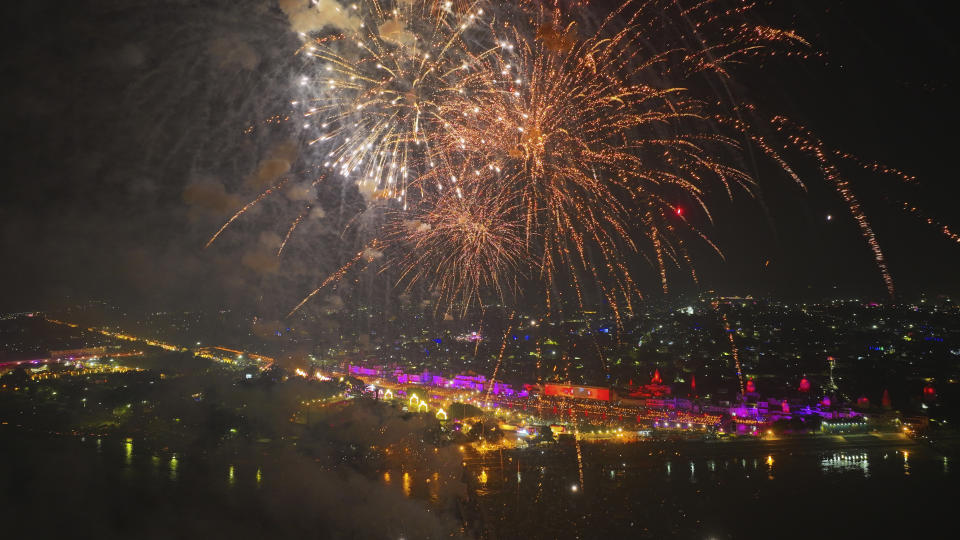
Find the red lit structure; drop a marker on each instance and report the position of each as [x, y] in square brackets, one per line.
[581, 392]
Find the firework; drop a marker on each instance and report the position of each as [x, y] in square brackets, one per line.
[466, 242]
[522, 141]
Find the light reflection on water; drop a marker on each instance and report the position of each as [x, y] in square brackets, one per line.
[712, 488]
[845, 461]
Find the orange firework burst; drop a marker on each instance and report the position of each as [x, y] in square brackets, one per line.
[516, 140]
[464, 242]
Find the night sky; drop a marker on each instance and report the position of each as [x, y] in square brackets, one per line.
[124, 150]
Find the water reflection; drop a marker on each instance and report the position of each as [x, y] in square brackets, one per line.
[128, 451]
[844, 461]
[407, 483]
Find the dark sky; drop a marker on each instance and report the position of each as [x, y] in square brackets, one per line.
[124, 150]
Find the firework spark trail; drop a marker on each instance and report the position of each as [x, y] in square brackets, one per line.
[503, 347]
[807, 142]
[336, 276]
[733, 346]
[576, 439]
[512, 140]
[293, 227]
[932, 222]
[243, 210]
○ ○ ○ ○
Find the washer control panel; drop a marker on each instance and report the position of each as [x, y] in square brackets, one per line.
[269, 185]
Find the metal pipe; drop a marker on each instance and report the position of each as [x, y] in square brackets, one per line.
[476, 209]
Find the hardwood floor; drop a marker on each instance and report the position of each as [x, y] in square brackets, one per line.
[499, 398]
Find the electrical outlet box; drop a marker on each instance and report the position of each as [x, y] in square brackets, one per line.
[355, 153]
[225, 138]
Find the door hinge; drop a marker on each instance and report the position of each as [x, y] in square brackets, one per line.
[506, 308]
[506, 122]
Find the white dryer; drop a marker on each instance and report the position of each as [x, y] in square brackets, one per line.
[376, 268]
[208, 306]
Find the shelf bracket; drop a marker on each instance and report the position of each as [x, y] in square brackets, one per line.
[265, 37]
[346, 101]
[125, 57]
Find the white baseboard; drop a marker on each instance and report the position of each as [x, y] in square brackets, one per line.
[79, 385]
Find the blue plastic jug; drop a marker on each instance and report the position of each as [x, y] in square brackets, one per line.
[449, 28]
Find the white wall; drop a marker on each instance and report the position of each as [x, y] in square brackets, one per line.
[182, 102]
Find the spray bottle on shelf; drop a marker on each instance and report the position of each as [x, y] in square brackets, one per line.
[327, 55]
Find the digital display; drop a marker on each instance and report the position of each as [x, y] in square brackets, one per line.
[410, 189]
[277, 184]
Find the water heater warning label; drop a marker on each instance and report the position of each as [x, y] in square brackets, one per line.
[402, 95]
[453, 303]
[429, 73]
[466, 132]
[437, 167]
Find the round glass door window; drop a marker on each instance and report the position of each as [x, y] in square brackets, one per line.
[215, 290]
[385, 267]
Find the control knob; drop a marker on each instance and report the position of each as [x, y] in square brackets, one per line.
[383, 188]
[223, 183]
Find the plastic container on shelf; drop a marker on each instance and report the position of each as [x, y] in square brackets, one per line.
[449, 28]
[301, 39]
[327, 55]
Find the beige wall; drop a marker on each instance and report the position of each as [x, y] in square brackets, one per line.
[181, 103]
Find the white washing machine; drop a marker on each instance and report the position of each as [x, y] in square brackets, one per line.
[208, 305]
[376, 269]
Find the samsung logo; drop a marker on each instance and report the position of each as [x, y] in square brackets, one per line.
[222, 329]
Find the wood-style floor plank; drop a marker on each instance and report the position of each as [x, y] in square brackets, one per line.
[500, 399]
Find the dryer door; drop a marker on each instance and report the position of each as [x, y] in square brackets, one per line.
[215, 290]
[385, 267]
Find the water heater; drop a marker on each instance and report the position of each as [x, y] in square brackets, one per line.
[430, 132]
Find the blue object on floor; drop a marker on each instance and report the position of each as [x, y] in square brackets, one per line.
○ ○ ○ ○
In the listing above, find the line containing "Find the dryer" and the line containing "Find the blue object", then retype both and every line between them exactly, with nothing else.

Find the dryer door; drop a marker on each instance and report the position of each as [x, y] in square brackets, one per line.
[215, 290]
[385, 267]
Find the water heater; drop a marker on each instance and report the position of each as [x, y] in square brackets, one per line.
[430, 132]
Find the blue object on floor; drop a marker on each instance and report the position of each as [x, y] in square brackets, one per line.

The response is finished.